Problem —
Starting with the line that contains "job: outline the green hedge" and going on through the last line of the records, output each line as a row of a Markdown table with the columns Row and Line, leaving out blank lines.

··········

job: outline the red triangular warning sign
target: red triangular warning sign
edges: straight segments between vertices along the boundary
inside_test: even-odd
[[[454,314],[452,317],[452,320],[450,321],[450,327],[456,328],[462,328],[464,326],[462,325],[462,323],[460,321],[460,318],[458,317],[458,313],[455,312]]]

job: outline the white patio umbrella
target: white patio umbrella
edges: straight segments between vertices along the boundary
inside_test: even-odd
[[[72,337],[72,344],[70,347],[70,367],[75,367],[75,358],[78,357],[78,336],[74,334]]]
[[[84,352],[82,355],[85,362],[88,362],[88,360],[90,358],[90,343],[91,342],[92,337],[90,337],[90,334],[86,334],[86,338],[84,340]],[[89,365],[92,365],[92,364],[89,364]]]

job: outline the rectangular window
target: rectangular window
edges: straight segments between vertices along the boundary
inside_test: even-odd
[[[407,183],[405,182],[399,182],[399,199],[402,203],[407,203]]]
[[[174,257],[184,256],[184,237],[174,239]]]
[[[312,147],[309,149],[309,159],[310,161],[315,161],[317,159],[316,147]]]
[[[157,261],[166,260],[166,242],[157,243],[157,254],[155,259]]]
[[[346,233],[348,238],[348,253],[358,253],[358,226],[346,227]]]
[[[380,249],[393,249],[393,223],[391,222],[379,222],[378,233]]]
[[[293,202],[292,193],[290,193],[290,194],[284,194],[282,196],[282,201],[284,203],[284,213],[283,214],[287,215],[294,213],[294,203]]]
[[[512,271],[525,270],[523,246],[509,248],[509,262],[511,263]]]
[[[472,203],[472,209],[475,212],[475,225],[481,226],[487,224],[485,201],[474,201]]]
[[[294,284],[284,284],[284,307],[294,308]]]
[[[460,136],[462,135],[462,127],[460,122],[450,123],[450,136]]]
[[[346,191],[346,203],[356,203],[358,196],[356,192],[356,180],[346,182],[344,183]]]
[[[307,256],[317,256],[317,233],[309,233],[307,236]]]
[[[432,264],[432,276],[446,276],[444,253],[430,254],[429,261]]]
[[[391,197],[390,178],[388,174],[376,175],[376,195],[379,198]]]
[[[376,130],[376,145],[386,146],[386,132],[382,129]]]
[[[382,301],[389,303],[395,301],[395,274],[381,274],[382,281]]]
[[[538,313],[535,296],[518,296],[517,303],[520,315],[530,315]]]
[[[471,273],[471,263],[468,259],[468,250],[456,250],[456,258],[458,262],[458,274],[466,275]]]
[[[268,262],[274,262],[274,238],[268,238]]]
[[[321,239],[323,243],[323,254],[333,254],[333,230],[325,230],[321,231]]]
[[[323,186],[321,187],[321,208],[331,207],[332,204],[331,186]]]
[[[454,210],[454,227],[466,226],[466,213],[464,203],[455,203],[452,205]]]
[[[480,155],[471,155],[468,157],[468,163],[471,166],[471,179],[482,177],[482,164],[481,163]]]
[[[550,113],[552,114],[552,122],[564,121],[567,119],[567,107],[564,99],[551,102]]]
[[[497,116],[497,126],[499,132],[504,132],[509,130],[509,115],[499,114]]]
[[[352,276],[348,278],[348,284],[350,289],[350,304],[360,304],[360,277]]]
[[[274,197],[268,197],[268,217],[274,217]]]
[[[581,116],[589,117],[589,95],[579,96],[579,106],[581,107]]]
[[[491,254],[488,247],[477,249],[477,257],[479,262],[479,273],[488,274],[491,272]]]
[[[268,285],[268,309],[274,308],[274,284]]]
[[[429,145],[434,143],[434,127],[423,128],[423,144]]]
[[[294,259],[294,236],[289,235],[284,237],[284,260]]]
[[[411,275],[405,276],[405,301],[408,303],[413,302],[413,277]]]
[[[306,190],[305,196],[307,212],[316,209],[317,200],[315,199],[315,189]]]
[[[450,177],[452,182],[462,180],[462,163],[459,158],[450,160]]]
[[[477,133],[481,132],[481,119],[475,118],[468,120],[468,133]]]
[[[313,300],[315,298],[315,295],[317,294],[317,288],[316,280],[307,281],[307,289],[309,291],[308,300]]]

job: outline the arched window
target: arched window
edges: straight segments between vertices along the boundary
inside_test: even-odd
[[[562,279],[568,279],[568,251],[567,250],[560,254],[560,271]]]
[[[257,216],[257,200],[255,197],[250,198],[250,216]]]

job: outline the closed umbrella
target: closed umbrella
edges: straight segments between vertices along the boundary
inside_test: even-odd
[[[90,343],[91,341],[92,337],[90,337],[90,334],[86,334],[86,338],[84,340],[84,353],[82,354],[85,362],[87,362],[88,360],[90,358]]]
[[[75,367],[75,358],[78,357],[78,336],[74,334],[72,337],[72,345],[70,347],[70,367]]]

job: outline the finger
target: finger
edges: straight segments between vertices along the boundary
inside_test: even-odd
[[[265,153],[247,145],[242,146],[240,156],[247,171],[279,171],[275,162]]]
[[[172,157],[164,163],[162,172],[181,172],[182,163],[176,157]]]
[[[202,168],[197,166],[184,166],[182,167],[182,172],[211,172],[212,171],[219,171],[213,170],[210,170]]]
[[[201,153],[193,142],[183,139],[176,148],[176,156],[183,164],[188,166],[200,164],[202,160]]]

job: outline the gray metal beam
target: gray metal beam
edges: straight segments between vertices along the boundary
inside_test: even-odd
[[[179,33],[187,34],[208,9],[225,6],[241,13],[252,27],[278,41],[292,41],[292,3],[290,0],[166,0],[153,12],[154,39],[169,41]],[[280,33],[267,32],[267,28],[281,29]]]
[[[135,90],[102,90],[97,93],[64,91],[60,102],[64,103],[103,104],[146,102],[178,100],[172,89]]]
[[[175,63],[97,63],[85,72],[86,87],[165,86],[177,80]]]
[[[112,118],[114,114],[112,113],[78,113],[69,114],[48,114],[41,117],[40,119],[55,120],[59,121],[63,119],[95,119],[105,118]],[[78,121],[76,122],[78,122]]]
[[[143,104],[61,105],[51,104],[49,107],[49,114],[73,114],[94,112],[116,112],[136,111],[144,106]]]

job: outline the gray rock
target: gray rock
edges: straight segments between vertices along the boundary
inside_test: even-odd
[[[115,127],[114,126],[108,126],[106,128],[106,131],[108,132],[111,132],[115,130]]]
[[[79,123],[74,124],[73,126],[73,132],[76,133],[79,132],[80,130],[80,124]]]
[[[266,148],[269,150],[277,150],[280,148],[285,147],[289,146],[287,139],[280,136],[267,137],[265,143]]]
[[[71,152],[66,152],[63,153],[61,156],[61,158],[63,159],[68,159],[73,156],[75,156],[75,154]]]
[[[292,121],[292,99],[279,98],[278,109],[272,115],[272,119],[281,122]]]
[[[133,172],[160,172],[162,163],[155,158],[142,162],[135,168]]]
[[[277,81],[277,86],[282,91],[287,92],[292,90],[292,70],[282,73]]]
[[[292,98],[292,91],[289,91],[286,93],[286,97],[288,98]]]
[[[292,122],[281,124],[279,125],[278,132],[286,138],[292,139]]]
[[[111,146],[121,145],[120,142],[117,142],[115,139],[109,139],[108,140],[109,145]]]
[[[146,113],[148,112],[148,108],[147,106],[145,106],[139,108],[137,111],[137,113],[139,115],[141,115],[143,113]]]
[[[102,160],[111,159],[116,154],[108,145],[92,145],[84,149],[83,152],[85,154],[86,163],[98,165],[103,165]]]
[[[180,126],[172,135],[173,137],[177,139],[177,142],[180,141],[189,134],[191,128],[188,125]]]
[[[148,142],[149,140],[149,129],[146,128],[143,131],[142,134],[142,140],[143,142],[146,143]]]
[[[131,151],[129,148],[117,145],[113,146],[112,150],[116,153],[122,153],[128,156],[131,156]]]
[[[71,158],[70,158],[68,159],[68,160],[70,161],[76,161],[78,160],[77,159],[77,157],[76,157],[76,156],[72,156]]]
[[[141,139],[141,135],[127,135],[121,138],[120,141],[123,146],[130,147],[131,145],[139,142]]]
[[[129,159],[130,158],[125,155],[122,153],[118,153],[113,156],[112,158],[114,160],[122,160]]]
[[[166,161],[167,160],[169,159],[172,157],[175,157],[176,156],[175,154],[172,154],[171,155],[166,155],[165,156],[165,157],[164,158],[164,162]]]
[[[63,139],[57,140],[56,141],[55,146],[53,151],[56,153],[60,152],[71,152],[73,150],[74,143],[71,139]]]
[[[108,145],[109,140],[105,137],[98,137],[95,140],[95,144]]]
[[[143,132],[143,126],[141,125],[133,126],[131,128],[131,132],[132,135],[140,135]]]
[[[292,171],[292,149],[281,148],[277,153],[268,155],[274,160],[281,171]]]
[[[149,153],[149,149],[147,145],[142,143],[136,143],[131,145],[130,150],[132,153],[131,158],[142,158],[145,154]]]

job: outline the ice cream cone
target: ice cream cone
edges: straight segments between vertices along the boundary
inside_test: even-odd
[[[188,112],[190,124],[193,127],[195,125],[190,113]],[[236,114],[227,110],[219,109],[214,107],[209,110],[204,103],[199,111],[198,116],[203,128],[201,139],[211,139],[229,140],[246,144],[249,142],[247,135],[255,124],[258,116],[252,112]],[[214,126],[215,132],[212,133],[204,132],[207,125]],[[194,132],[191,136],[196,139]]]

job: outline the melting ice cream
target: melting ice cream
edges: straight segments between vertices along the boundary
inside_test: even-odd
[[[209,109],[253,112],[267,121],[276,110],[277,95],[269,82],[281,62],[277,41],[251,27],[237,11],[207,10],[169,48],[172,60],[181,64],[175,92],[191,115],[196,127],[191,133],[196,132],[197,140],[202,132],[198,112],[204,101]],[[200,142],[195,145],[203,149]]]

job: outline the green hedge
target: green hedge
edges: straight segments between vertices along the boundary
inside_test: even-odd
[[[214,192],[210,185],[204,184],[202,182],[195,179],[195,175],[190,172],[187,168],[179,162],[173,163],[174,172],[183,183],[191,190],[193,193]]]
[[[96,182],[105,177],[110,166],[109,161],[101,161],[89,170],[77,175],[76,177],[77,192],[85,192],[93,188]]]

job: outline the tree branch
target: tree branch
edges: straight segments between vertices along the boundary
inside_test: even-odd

··········

Correct result —
| Row | Line |
|---|---|
| 1 | job: outline the green hedge |
| 2 | target: green hedge |
| 3 | edges: straight segments between vertices along the boundary |
| 4 | inside_test: even-odd |
| 5 | [[[214,192],[210,185],[204,184],[202,182],[195,179],[195,175],[190,172],[187,168],[179,162],[173,163],[174,172],[183,183],[191,190],[193,193]]] |
| 6 | [[[96,182],[105,177],[110,166],[109,161],[101,161],[89,170],[77,175],[76,177],[77,192],[85,192],[93,188]]] |
| 7 | job: outline the tree branch |
| 8 | target: tree branch |
| 9 | edges: straight segments between vertices along the boundary |
| 10 | inside_test: even-odd |